*** Block opens ***
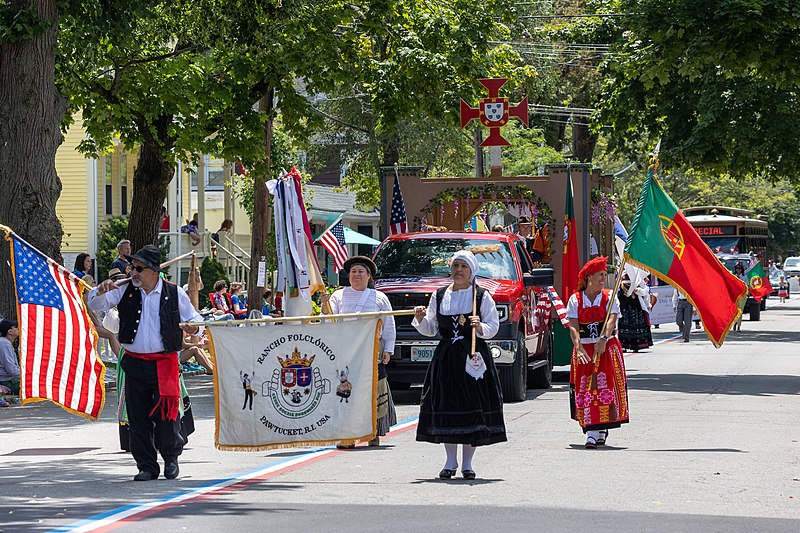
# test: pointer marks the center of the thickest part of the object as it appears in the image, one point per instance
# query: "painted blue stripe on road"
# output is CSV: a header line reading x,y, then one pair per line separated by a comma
x,y
109,518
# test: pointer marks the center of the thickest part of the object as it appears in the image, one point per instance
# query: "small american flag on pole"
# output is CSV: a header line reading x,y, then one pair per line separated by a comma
x,y
332,239
398,222
57,340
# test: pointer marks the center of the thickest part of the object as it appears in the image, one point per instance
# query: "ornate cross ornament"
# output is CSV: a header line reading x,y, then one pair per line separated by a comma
x,y
494,111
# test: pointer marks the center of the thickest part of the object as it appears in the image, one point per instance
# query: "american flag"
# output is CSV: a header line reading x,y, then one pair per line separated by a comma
x,y
398,222
57,338
332,239
561,310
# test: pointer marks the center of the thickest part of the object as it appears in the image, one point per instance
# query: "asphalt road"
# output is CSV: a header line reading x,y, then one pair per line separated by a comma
x,y
713,445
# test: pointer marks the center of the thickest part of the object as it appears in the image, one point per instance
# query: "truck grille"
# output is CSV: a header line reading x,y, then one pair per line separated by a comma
x,y
407,301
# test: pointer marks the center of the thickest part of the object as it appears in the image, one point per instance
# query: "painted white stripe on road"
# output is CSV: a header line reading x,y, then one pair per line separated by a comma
x,y
115,517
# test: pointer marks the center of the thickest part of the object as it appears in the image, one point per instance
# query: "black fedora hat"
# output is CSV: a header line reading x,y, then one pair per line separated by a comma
x,y
150,255
361,260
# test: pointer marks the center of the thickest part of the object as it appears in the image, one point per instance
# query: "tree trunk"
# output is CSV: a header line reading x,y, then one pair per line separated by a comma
x,y
154,171
31,111
391,150
258,247
583,143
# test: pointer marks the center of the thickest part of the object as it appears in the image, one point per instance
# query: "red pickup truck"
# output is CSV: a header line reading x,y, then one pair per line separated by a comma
x,y
413,265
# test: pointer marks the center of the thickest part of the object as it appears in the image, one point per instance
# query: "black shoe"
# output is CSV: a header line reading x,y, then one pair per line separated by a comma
x,y
171,469
145,475
446,473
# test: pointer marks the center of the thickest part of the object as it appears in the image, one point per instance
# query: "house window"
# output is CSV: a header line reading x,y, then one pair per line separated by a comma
x,y
213,174
108,166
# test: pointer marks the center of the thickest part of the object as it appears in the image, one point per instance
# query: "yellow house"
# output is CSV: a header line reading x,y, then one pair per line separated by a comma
x,y
94,190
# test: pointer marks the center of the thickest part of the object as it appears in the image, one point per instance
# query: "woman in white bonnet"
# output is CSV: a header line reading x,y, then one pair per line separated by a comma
x,y
455,407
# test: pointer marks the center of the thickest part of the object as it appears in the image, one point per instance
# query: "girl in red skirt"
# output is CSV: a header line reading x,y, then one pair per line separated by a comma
x,y
598,388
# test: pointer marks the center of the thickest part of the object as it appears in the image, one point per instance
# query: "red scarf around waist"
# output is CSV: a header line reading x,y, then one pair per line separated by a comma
x,y
169,389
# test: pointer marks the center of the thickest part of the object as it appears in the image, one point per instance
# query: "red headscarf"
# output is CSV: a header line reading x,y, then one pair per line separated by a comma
x,y
598,264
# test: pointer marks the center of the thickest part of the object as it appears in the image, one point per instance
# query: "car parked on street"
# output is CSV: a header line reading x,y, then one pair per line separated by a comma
x,y
411,266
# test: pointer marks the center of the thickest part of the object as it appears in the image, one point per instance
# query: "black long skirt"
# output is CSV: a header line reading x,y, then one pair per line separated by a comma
x,y
633,325
455,407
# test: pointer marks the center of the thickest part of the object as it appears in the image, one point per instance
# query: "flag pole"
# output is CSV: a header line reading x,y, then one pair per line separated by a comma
x,y
310,318
611,298
326,306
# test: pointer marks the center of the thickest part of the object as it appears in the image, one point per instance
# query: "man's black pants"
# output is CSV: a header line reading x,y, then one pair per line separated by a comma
x,y
141,395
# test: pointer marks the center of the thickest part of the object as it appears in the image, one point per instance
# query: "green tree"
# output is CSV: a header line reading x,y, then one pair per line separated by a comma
x,y
184,78
716,80
414,61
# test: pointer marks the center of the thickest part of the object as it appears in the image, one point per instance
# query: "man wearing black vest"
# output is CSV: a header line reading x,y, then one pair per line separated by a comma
x,y
150,311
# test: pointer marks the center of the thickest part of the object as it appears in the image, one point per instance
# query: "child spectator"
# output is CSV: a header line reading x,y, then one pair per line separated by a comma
x,y
191,229
238,302
9,363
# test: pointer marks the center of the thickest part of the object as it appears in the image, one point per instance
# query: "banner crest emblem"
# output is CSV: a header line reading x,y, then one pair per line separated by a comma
x,y
297,387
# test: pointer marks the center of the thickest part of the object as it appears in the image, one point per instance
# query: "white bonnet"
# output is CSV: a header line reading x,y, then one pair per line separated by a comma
x,y
469,258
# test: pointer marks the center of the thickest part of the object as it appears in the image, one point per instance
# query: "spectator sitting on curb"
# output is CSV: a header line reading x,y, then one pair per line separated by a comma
x,y
9,363
194,346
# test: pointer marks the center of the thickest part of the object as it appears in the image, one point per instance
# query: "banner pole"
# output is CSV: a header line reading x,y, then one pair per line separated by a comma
x,y
611,300
320,318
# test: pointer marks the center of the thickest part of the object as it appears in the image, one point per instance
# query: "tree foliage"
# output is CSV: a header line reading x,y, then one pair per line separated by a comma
x,y
717,80
414,62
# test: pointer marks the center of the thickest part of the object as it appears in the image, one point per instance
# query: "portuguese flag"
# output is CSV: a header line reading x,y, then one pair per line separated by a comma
x,y
662,241
758,281
570,266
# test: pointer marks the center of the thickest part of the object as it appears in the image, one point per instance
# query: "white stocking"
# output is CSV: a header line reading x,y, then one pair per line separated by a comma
x,y
452,461
467,452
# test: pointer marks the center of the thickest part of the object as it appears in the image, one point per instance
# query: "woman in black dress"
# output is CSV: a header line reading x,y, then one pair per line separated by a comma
x,y
456,408
634,319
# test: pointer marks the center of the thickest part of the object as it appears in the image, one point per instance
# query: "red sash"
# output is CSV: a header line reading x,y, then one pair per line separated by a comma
x,y
169,389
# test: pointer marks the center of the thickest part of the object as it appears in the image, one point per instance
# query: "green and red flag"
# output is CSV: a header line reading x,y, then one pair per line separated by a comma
x,y
758,281
569,262
662,241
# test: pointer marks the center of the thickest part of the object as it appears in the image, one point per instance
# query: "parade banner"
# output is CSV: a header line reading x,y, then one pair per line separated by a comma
x,y
294,384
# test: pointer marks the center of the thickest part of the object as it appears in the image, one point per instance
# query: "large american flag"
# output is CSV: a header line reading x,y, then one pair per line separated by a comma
x,y
57,340
332,239
398,222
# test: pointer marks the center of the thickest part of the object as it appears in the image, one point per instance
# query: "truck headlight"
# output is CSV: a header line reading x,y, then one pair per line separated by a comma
x,y
502,312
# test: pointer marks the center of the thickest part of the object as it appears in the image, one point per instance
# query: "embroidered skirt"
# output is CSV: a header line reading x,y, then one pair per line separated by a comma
*** Block closes ***
**WORK TASK:** Locate the string "green" in the listing above and copy every line where it occurs.

**EXERCISE OUTPUT:**
# query: "green tree"
# query: "green and red flag"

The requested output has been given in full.